#### Work instructions:
An exact copy of every entry is what's needed, so please transcribe them all.

#### Raw data:
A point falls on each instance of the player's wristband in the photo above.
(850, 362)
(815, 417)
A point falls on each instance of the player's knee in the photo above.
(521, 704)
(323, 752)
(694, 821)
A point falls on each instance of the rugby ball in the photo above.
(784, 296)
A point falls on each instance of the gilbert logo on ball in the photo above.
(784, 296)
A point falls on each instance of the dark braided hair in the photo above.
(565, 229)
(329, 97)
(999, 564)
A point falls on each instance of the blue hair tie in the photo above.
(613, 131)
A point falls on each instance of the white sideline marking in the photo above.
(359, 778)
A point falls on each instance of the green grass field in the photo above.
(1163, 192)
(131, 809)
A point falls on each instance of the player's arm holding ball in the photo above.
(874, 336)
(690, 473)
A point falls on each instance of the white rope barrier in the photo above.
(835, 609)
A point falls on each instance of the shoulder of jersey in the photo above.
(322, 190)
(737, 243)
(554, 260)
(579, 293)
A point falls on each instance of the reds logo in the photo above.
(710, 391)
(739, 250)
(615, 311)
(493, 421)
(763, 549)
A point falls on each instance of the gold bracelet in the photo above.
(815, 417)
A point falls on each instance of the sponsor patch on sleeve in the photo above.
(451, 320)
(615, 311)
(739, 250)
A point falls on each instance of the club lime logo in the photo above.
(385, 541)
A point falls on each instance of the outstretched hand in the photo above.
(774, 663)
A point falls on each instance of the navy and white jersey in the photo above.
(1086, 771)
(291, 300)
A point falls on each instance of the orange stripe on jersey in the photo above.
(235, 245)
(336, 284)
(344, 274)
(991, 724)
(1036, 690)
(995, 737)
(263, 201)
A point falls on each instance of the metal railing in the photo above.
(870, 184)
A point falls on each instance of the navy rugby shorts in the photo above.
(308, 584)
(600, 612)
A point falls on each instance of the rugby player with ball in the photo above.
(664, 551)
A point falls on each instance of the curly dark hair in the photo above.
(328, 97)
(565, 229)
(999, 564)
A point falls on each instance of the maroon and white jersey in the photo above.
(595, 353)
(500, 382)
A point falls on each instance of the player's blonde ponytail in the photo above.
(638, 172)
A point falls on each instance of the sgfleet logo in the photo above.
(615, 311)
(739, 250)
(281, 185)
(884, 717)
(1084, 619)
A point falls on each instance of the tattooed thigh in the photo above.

#### Answer box:
A point falls on each instance of the player's wristband in the photo above.
(850, 362)
(815, 417)
A point falls on each instance of the player's knee in the photo above.
(521, 704)
(323, 752)
(694, 821)
A point falls on each instance of the rugby ball in the photo above.
(784, 296)
A point falls on each instance of the gilbert logo on ball in the photo above.
(784, 296)
A point falls on each instance of the dark braided hair in the photo above.
(565, 229)
(329, 97)
(999, 564)
A point falls on each instance of the blue hair tie in the photo above.
(613, 131)
A point falls on each instance of the white sideline marking in the photo above.
(359, 778)
A point falls on each instance of the green grass field in the photo above.
(1163, 192)
(131, 809)
A point falls on each instance of the player's arm holding ball in the photo above.
(874, 336)
(690, 473)
A point falls on each instance of the white rope barrier in the photo above.
(835, 609)
A point falls on each instance of the shoulder of jersey in the photo above.
(322, 190)
(737, 243)
(554, 260)
(579, 293)
A point falls on each instance of the reds logo in the photo above.
(710, 391)
(739, 250)
(615, 311)
(493, 421)
(763, 549)
A point falls on each instance of the gold bracelet in the photo above.
(815, 417)
A point falls on each instance of the sponsor patch on sleeve in the photo above.
(451, 320)
(615, 311)
(739, 250)
A point falls on each instance of the club lime logo in the photo above.
(385, 541)
A point falls on each instance of the outstretched hand in the photo above.
(774, 663)
A point falls on each instance of the navy and white jersey in the photo above.
(1086, 771)
(291, 300)
A point falls on each instance of the orange stripe on jersey in the photo above.
(235, 245)
(336, 284)
(344, 274)
(991, 724)
(1036, 690)
(995, 737)
(263, 201)
A point falls on each instance of the metal railing in the photo above.
(870, 184)
A point falls on each instance of the navy rugby shorts in the photo above.
(308, 584)
(600, 612)
A point falls on each instance of the rugby player with ball in the photo above.
(664, 551)
A point falls on each instance of the curly dark hair in the photo above.
(328, 97)
(565, 229)
(999, 564)
A point falls on each instance of the maroon and white jersey in the photo above.
(595, 353)
(500, 382)
A point falls on each instance of the player's blonde ponytail in the photo above.
(638, 172)
A point falls on each instance of the sgfleet logo in the photo above.
(615, 311)
(739, 250)
(281, 185)
(884, 717)
(1084, 619)
A point falls on each instance of the tattooed thigh in the photo above.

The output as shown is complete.